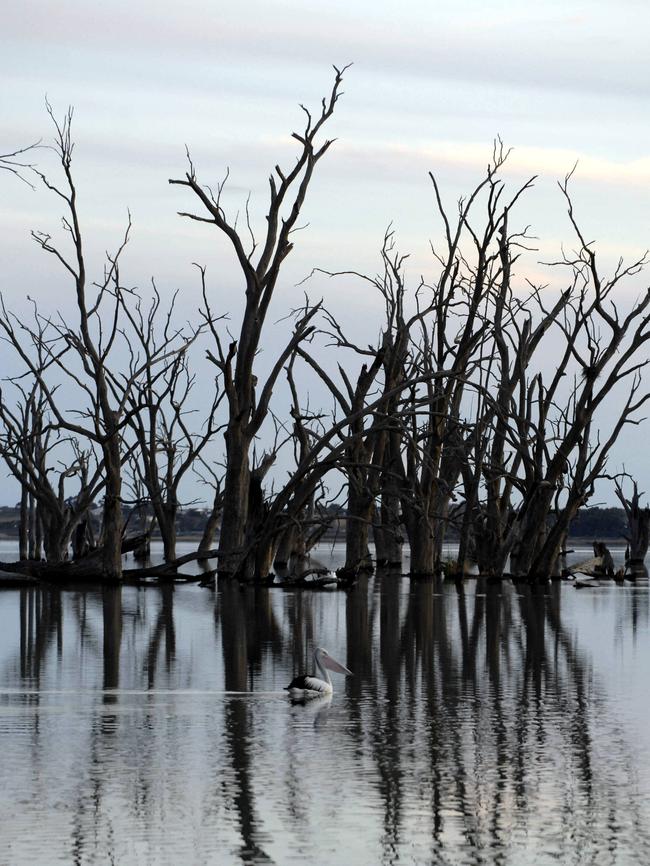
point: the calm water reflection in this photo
(484, 724)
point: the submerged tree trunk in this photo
(234, 522)
(23, 526)
(359, 517)
(111, 554)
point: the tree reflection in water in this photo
(473, 730)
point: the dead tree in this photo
(85, 353)
(638, 521)
(159, 416)
(562, 447)
(247, 399)
(447, 358)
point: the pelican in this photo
(320, 683)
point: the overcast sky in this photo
(432, 84)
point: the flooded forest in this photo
(404, 501)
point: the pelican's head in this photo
(327, 661)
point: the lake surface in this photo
(483, 724)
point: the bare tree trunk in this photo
(212, 524)
(359, 517)
(23, 527)
(235, 518)
(111, 558)
(38, 534)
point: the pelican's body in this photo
(320, 683)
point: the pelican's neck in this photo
(321, 670)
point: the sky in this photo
(432, 84)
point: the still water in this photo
(483, 724)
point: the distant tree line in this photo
(487, 403)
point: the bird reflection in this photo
(470, 721)
(315, 707)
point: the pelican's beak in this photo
(335, 666)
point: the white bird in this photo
(320, 683)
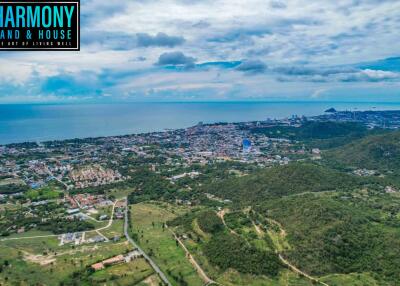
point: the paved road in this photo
(198, 268)
(56, 235)
(151, 262)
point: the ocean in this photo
(42, 122)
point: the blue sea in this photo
(36, 122)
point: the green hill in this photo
(321, 134)
(282, 181)
(380, 152)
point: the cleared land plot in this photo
(123, 274)
(160, 244)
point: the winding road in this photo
(56, 235)
(149, 260)
(200, 271)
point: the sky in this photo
(217, 50)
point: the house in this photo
(114, 260)
(97, 266)
(72, 211)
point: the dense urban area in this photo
(294, 201)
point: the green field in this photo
(160, 244)
(123, 274)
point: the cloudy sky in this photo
(203, 50)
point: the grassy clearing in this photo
(11, 181)
(33, 261)
(353, 279)
(147, 220)
(123, 274)
(116, 229)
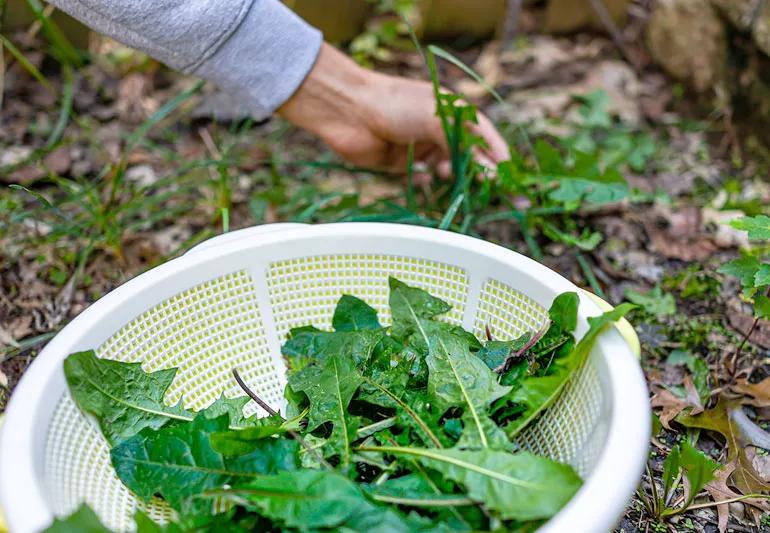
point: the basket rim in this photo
(612, 480)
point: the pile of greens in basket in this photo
(403, 428)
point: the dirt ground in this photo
(57, 258)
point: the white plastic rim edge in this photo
(610, 485)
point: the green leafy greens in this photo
(402, 428)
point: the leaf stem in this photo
(419, 421)
(423, 502)
(272, 412)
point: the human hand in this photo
(370, 119)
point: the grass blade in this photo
(25, 63)
(165, 110)
(63, 49)
(451, 212)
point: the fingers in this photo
(497, 147)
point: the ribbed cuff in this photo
(266, 59)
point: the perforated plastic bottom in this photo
(218, 325)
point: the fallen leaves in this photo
(720, 491)
(756, 394)
(740, 433)
(672, 405)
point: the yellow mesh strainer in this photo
(231, 302)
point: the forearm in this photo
(257, 50)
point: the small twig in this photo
(742, 345)
(252, 394)
(510, 24)
(272, 412)
(713, 504)
(530, 343)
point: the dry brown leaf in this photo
(740, 433)
(719, 491)
(743, 322)
(693, 398)
(756, 394)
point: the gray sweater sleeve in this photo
(257, 50)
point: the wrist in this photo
(334, 93)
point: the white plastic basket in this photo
(230, 303)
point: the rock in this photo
(565, 16)
(687, 38)
(740, 13)
(142, 175)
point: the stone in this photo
(740, 13)
(761, 30)
(566, 16)
(687, 38)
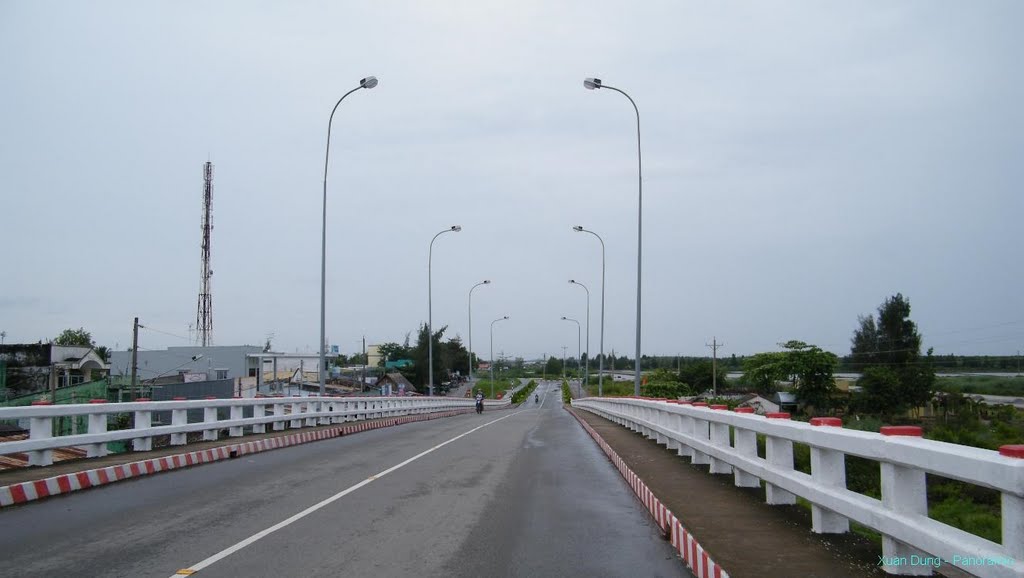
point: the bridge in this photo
(425, 486)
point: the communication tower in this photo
(204, 314)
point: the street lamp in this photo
(579, 348)
(368, 82)
(430, 325)
(592, 84)
(484, 282)
(493, 354)
(600, 365)
(586, 371)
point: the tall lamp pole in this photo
(430, 306)
(592, 84)
(600, 364)
(493, 354)
(368, 82)
(586, 371)
(579, 348)
(484, 282)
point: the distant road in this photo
(508, 493)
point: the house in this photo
(761, 405)
(36, 367)
(395, 384)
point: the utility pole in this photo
(714, 364)
(134, 358)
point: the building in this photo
(36, 367)
(189, 363)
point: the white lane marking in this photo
(259, 535)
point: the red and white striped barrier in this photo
(67, 483)
(692, 552)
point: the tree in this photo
(888, 351)
(75, 337)
(698, 375)
(807, 366)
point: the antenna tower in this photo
(204, 314)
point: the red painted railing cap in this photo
(911, 430)
(1016, 451)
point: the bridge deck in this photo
(748, 537)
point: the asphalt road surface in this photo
(521, 492)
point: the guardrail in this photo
(726, 441)
(279, 413)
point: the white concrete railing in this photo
(279, 413)
(704, 435)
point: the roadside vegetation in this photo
(523, 394)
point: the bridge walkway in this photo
(748, 537)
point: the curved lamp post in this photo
(586, 371)
(368, 82)
(430, 306)
(484, 282)
(579, 348)
(593, 84)
(493, 354)
(600, 365)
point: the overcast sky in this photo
(802, 162)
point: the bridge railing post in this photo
(701, 430)
(210, 432)
(97, 424)
(279, 412)
(143, 420)
(179, 417)
(237, 412)
(311, 408)
(719, 437)
(903, 490)
(778, 454)
(745, 444)
(685, 426)
(827, 468)
(41, 428)
(1013, 510)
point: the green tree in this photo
(698, 375)
(75, 337)
(887, 348)
(764, 371)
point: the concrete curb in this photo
(691, 551)
(67, 483)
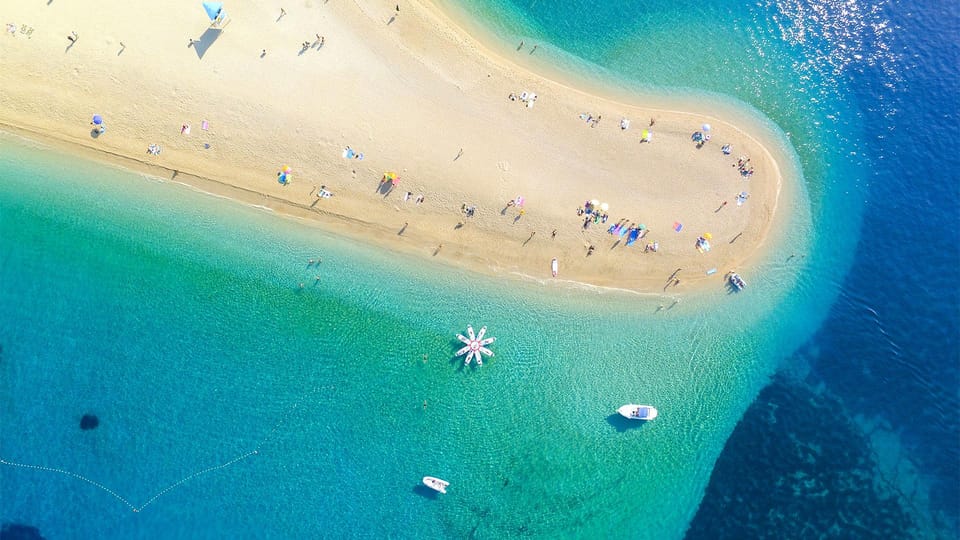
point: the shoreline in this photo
(477, 243)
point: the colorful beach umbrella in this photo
(213, 9)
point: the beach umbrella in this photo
(213, 9)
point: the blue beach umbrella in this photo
(213, 9)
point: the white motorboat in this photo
(638, 412)
(436, 484)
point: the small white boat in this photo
(436, 484)
(736, 281)
(638, 412)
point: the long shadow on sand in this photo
(425, 492)
(201, 45)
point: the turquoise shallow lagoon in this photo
(234, 403)
(177, 318)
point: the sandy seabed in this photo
(417, 96)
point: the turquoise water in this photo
(177, 318)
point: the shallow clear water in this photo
(177, 318)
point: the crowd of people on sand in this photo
(624, 230)
(409, 194)
(593, 214)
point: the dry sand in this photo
(408, 93)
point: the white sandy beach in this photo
(410, 94)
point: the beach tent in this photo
(285, 174)
(214, 10)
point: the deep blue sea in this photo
(233, 403)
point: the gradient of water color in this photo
(177, 318)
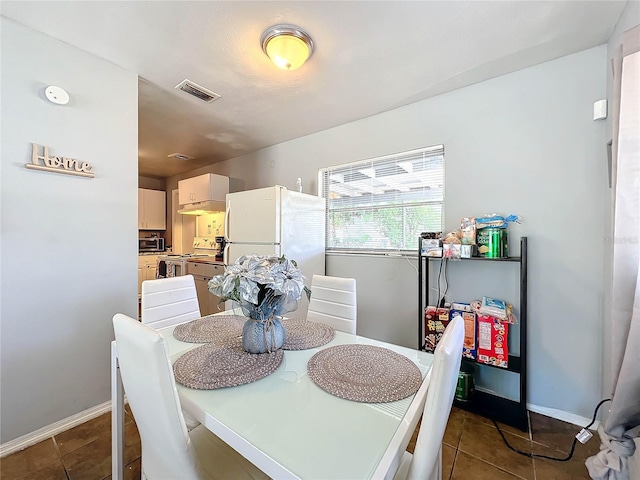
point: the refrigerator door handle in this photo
(225, 254)
(226, 222)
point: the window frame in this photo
(324, 191)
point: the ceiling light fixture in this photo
(287, 46)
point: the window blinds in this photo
(384, 203)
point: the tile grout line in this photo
(57, 447)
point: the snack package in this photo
(494, 307)
(431, 247)
(469, 346)
(468, 230)
(435, 321)
(451, 250)
(452, 237)
(492, 341)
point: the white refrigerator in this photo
(275, 220)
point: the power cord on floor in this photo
(573, 445)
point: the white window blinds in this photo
(383, 204)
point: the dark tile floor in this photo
(472, 450)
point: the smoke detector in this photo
(180, 156)
(197, 91)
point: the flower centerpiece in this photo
(265, 287)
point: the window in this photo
(383, 204)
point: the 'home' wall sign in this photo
(70, 166)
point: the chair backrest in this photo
(333, 302)
(169, 301)
(442, 387)
(147, 376)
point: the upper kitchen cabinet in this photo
(152, 209)
(203, 188)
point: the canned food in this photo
(492, 242)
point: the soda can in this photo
(465, 386)
(491, 242)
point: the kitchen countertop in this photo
(207, 260)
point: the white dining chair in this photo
(333, 302)
(169, 301)
(426, 461)
(169, 451)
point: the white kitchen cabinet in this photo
(147, 269)
(203, 188)
(152, 209)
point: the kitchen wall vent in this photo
(180, 156)
(197, 91)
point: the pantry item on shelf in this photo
(452, 237)
(435, 321)
(468, 230)
(493, 341)
(493, 242)
(469, 346)
(431, 247)
(452, 250)
(495, 220)
(494, 307)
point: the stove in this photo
(175, 264)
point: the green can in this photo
(465, 386)
(492, 242)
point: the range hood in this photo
(203, 208)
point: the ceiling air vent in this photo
(197, 91)
(180, 156)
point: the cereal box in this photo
(435, 321)
(492, 341)
(469, 347)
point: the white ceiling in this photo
(369, 57)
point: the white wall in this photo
(523, 143)
(68, 243)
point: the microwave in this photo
(151, 244)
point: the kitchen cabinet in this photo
(203, 188)
(152, 209)
(486, 403)
(147, 269)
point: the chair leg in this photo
(436, 474)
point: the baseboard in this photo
(564, 416)
(32, 438)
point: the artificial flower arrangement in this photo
(265, 287)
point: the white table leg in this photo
(117, 418)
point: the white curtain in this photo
(623, 423)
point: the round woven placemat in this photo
(213, 328)
(214, 366)
(364, 373)
(302, 334)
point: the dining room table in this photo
(286, 424)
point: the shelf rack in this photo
(499, 408)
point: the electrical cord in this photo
(439, 276)
(573, 445)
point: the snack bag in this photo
(468, 229)
(435, 321)
(492, 341)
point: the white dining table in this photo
(288, 426)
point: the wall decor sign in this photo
(41, 160)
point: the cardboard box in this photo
(470, 344)
(435, 321)
(492, 339)
(431, 247)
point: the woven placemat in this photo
(364, 373)
(302, 334)
(213, 328)
(214, 366)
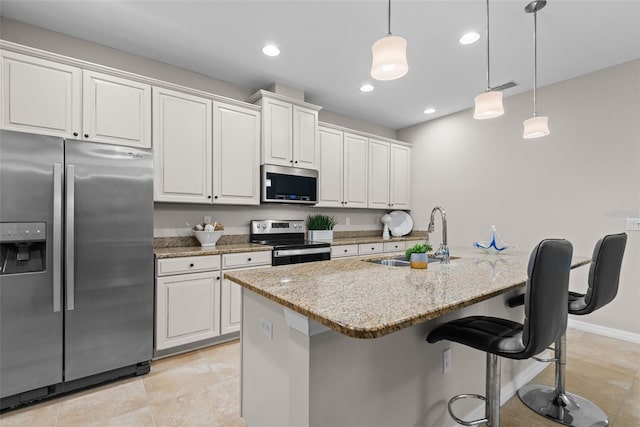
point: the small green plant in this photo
(419, 248)
(321, 222)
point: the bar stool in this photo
(545, 320)
(556, 403)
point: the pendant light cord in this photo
(389, 19)
(488, 62)
(535, 62)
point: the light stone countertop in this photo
(183, 251)
(365, 300)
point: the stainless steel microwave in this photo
(283, 184)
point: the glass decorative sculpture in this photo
(495, 244)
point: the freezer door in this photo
(109, 281)
(30, 315)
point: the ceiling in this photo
(326, 45)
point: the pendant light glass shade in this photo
(389, 58)
(535, 127)
(488, 105)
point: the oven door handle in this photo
(293, 252)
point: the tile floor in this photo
(201, 388)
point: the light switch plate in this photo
(633, 224)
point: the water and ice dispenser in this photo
(22, 247)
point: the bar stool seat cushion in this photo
(489, 334)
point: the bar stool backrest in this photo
(604, 272)
(546, 295)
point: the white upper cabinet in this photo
(182, 147)
(277, 141)
(116, 110)
(236, 155)
(331, 168)
(342, 176)
(400, 177)
(355, 170)
(289, 131)
(50, 98)
(305, 138)
(378, 174)
(40, 96)
(389, 175)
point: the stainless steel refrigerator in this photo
(76, 278)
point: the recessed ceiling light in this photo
(469, 38)
(271, 50)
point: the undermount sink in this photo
(397, 262)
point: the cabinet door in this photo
(187, 308)
(40, 96)
(277, 132)
(400, 177)
(181, 147)
(378, 174)
(305, 144)
(236, 151)
(355, 171)
(115, 110)
(330, 173)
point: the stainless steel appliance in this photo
(283, 184)
(76, 271)
(288, 241)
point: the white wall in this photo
(579, 183)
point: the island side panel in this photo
(326, 379)
(265, 363)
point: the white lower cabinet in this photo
(187, 300)
(231, 293)
(186, 307)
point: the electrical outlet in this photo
(633, 224)
(266, 327)
(446, 361)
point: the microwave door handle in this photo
(69, 238)
(57, 237)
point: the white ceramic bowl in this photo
(207, 238)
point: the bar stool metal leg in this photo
(559, 405)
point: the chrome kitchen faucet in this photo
(443, 251)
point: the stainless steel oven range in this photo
(288, 240)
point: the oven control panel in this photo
(270, 226)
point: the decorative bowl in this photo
(207, 238)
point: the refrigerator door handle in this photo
(69, 238)
(57, 236)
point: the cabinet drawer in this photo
(394, 246)
(188, 264)
(344, 251)
(246, 259)
(370, 248)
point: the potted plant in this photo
(417, 255)
(320, 227)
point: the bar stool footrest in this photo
(461, 421)
(568, 408)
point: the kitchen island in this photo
(342, 342)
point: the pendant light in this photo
(389, 55)
(489, 104)
(537, 126)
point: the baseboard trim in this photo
(509, 390)
(605, 331)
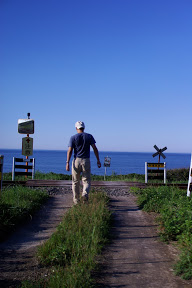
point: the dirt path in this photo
(136, 257)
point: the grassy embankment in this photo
(173, 175)
(17, 204)
(175, 220)
(70, 252)
(63, 251)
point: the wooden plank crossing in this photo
(68, 183)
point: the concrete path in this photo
(136, 257)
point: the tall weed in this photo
(73, 247)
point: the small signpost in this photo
(27, 146)
(159, 152)
(1, 171)
(107, 163)
(154, 170)
(189, 188)
(26, 126)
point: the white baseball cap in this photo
(79, 125)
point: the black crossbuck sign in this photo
(159, 152)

**TASK BRIEF**
If the records contain pictures, skip them, and transcribe exactly every line from the one with "point: the stainless steel oven" through the last line.

**ANSWER TO THIS TASK**
point: the stainless steel oven range in this photo
(288, 240)
point: the oven control panel in this photo
(270, 226)
point: the decorative bowl in this photo
(207, 238)
point: the refrigerator door handle in this photo
(69, 238)
(57, 236)
point: the cabinet drawer in this photo
(394, 246)
(188, 264)
(344, 251)
(246, 259)
(370, 248)
point: the potted plant in this photo
(417, 255)
(320, 227)
point: the bar stool footrest in this photo
(461, 421)
(568, 408)
point: the kitchen island in this photo
(342, 342)
point: the pendant light in this photo
(389, 55)
(489, 104)
(537, 126)
point: the baseboard trim in this photo
(509, 390)
(605, 331)
point: the dirt path in this photo
(136, 257)
point: the grassy embankment in this photo
(173, 175)
(17, 204)
(175, 220)
(70, 252)
(63, 251)
point: the wooden plank crossing in this photo
(68, 183)
point: the concrete path in this photo
(136, 257)
point: the tall weed in this photo
(73, 247)
point: the small signpost in this photo
(27, 146)
(159, 152)
(1, 171)
(107, 163)
(154, 170)
(189, 188)
(26, 126)
point: the white baseball cap in this photo
(79, 125)
point: the black crossbuck sign in this photo
(159, 152)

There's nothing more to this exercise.